(Data excerpts)
*** Begin section ***
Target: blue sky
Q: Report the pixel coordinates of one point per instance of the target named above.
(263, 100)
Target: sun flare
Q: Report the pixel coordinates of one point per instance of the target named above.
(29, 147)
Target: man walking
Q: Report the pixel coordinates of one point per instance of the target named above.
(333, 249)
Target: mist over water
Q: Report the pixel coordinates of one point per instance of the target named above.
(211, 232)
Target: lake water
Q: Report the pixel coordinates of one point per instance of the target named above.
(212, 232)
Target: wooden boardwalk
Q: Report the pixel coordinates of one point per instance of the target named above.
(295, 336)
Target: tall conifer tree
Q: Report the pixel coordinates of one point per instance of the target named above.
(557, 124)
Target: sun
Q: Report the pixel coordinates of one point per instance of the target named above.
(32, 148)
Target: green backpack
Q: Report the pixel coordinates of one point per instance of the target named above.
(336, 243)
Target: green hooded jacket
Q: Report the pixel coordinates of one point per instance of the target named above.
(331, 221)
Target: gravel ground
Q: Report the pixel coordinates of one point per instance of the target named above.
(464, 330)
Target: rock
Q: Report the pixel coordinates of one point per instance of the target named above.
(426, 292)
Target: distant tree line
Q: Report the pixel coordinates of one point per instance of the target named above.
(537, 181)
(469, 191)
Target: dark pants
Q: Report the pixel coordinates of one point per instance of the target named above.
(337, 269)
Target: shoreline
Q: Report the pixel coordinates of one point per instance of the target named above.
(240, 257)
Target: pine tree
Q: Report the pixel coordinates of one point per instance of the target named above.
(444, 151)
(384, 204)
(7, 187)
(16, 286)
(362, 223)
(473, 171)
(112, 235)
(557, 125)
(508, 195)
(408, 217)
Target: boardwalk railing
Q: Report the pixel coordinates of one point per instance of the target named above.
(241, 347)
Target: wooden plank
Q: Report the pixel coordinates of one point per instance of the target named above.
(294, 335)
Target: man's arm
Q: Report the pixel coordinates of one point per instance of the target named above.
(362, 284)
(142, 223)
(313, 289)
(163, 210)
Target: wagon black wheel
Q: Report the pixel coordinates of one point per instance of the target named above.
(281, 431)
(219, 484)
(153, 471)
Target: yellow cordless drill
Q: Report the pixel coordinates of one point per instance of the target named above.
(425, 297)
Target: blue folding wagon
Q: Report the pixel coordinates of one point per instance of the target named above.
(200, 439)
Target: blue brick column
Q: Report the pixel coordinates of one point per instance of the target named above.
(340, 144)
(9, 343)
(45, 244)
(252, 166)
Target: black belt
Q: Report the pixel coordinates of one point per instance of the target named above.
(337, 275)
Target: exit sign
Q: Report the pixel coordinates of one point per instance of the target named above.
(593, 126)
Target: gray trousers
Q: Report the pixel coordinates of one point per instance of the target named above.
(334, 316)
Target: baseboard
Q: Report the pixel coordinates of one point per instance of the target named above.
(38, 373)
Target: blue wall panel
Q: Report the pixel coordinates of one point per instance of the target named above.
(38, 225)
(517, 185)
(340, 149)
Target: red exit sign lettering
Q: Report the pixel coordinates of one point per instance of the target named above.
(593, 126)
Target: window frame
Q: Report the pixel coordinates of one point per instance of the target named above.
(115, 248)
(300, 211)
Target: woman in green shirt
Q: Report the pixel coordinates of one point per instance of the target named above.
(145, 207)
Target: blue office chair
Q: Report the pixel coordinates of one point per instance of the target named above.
*** End section ***
| DIRECTIONS |
Would you reproduce all the entries exactly?

| THE COMPLETED TASK |
Target: blue sky
Q: Report the pixel coordinates of one point per instance of the target named above.
(263, 100)
Target: sun flare
Q: Report the pixel coordinates of one point per instance of the target named above.
(29, 147)
Target: man walking
Q: Report the pixel coordinates of one point per instance of the target named above.
(333, 249)
Target: mist over water
Q: Report the pixel coordinates of one point per instance of the target named above.
(211, 232)
Target: lake water
Q: Report the pixel coordinates of one point per instance of the target named above.
(212, 232)
Target: wooden boardwalk
Q: Report the pixel coordinates of one point per instance of the target named above.
(295, 336)
Target: tall conifer tree
Q: Report the pixel coordinates of one point per instance of the target named above.
(557, 124)
Target: sun
Q: Report the pixel coordinates of one point per instance of the target named above.
(32, 148)
Target: green backpack
Q: Report the pixel coordinates of one point per instance of the target named above.
(336, 243)
Target: green hooded jacket
Q: Report the pixel coordinates of one point per instance of the target named above.
(331, 221)
Target: gravel ground
Q: Report the pixel coordinates of one point per instance of the target named above.
(464, 330)
Target: rock
Q: Report the pixel coordinates of one point per instance of the target named above.
(426, 292)
Target: distant tree line
Q: Report the pixel coordinates of one point per instance of the target named above.
(537, 181)
(469, 191)
Target: dark pants
Q: Report the pixel coordinates of one point per instance of the target named above.
(337, 269)
Target: shoreline
Q: Report the pixel coordinates of one point per instance of the target named above.
(240, 257)
Target: pine tree
Q: Report the pixel coordinates of one point per instance of the target named above.
(444, 151)
(384, 204)
(7, 187)
(16, 286)
(362, 223)
(473, 171)
(112, 235)
(557, 125)
(508, 195)
(408, 217)
Target: boardwalk railing
Q: Report the pixel coordinates of one point per instance of the target named above.
(241, 347)
Target: wooden plank
Q: Report the pixel coordinates of one point per instance of the target named above.
(294, 335)
Target: man's arm
Q: Report the pixel coordinates of one point per instance of the target named above.
(362, 284)
(142, 223)
(313, 289)
(163, 210)
Target: wagon black wheel
Q: Report the pixel coordinates of one point per instance of the target named above.
(281, 431)
(219, 484)
(153, 471)
Target: yellow cordless drill
Q: Report the pixel coordinates of one point per instance of the target named above.
(425, 297)
Target: blue folding wagon
Q: Report the pixel coordinates of one point per instance of the target named above.
(200, 439)
Target: blue brick column
Q: Report the pixel coordinates of one point per instance of the target named above.
(340, 144)
(9, 343)
(45, 244)
(252, 166)
Target: black belt
Q: Report the pixel coordinates of one point per instance of the target named above.
(337, 275)
Target: exit sign
Q: Report the pixel coordinates of one point per instance of the target named above.
(593, 126)
Target: gray trousers
Q: Report the pixel coordinates of one point per instance of the target named above.
(334, 316)
Target: baseboard
Q: Report the pixel coordinates of one point per instance of the target named above.
(38, 373)
Target: blue wall panel
Q: Report the pixel coordinates of one point per instance of the target named above.
(38, 225)
(517, 185)
(340, 149)
Target: red exit sign lettering
Q: Report the pixel coordinates of one point per instance of the target named above.
(593, 126)
Target: window frame
Q: Report the pixel coordinates of one point per instance of the target named above.
(115, 248)
(300, 211)
Target: woman in green shirt
Q: Report the pixel coordinates of one point per instance of the target named above.
(145, 207)
Target: blue office chair
Q: Report the pixel coordinates of one point per instance of the target named above.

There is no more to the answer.